* _Short task_:
Locate every line in the records that contains the word "post" and copy each one out in full.
----
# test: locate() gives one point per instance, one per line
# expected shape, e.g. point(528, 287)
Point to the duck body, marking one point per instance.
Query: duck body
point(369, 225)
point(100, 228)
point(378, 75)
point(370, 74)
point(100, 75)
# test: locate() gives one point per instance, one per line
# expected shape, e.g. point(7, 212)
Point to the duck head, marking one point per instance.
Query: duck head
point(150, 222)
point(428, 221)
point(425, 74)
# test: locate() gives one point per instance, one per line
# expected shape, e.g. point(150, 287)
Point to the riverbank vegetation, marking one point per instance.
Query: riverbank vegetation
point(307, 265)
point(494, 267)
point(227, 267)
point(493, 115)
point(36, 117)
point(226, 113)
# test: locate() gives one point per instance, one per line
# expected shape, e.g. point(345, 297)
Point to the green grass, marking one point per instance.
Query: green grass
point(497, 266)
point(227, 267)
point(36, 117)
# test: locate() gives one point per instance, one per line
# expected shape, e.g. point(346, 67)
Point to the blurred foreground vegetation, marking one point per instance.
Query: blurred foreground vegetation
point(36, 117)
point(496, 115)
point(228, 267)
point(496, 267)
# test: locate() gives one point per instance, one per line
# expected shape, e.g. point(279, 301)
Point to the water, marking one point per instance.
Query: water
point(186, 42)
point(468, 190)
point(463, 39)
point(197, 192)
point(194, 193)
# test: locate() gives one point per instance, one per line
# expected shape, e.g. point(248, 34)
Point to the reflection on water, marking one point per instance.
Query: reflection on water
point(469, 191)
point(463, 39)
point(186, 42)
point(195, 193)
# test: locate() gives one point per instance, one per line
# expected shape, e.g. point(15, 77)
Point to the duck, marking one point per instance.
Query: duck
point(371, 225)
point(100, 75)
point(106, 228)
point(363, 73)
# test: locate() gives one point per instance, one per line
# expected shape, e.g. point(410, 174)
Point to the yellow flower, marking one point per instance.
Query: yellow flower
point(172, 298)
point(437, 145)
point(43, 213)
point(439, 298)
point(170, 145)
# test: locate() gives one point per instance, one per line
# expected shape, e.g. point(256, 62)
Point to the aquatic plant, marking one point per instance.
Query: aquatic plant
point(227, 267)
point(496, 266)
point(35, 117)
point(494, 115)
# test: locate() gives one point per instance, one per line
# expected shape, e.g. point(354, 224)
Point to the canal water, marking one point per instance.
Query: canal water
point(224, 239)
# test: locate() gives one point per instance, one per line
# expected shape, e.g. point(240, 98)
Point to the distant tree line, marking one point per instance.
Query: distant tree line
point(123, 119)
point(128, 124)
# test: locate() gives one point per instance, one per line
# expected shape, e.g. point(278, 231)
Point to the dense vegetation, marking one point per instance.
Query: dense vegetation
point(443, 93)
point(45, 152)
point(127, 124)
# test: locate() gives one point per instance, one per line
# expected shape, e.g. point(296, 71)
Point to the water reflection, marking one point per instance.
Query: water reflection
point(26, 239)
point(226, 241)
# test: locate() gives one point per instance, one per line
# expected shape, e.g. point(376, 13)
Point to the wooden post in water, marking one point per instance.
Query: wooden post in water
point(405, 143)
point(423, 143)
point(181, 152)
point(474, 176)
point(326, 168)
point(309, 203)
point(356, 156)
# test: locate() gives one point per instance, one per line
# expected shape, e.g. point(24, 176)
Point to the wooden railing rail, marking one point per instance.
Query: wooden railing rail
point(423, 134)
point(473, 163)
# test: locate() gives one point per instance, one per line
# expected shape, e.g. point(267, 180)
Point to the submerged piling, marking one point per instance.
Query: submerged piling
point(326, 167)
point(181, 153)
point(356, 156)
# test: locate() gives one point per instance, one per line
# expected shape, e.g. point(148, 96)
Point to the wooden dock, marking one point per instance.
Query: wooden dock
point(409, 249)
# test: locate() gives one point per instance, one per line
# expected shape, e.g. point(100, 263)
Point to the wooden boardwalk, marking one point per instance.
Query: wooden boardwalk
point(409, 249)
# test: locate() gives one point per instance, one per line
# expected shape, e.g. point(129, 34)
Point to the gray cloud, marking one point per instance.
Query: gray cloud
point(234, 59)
----
* _Correct response_:
Point to the wooden post in water, marking one point per instance.
Query: wooden post in water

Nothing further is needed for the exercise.